═══ Texte du document ═══
Maintenant remarquons que si un savoir n’est pas le produit d’une saisie directe de la réalité c’est qu’il est né de la médiatisation d’une approche de recherche entre l’observateur et le phénomène observé. En ce sens, rien n’assure que ce médiateur soit absolument compatible avec la totalité du réel. En fait, quand on observe le réel avec les lunettes de la raison rationnelle, on remarque qu’il s’agit plus d’une traduction que d’un éclaircissement. C’est la critique du philosophe de l’intuition qu’est Henri Bergson. Dans son ouvrage esprit et mouvant il développe l’idée  que la pensée discursive dans sa tendance à donner un ordre rationnel déforme en quelque sorte le réel. Si le réel est selon Bergson un flux mouvant, les opérations rationnelles le divisent en des observations discontinues prêtes à être casées dans des concepts finis. Le résultat ne peut alors qu’être une traduction morte car il manquera toujours  l’originalité mouvante et créatrice des choses.  Voilà pourquoi il est difficile de rationaliser le sentiment esthétique. Le phénomène du concret n’est pas seulement changeant dans son expérience subjective, il l’est dans sa nature même. Imaginons un morceau de sucre qui se dissout progressivement dans l’eau. Dans cette progression ses différents états sont d’une variété infinie. Si on est toutefois capable d’identifier le morceau à son bloc cubique originaire c’est grâce à la mémoire. Ainsi l’examen rationnel veut suspendre le fait à partir de traces et non à partir d’un vécu continu. Malheureusement la recherche scientifique ne peut que croire en son approche rationnelle du réel car le savoir qu’elle produit sert aussi à la communication rationnelle de nos informations.

Le fait de savoir ne nous assure donc pas ultimement qu’on ait une connaissance dont la vérité soit définitive à l’égard de la possibilité des limites de nos approches. Néanmoins le manque de preuve qui amène à la croyance doit il donc être identifié à la volonté de dépasser ce manque par la recherche du savoir ?
═══
§ **Consigne**:
Répondez à ces questions d'après le texte sur le savoir et le réel :
1. Selon Bergson, qu'est-ce que le réel ?
2. Quel exemple sert à illustrer le changement du concret dans sa nature même ?
3. Grâce à quoi peut-on identifier le morceau à son bloc cubique originaire ?
La liste qui suit provient d'une autre source.
═══ Données fournies ═══
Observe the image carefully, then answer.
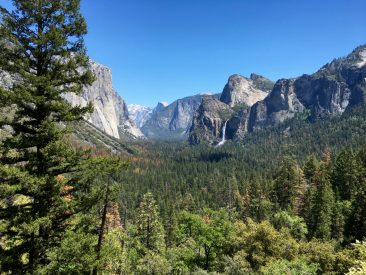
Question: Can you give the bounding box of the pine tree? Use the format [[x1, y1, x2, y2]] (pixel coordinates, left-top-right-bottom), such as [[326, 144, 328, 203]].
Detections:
[[331, 150, 363, 200], [274, 156, 303, 211], [136, 193, 165, 252], [305, 167, 335, 240], [0, 0, 93, 273]]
═══
§ **Réponse**:
1. Un flux mouvant.
2. Un morceau de sucre qui se dissout progressivement dans l'eau.
3. Grâce à la mémoire.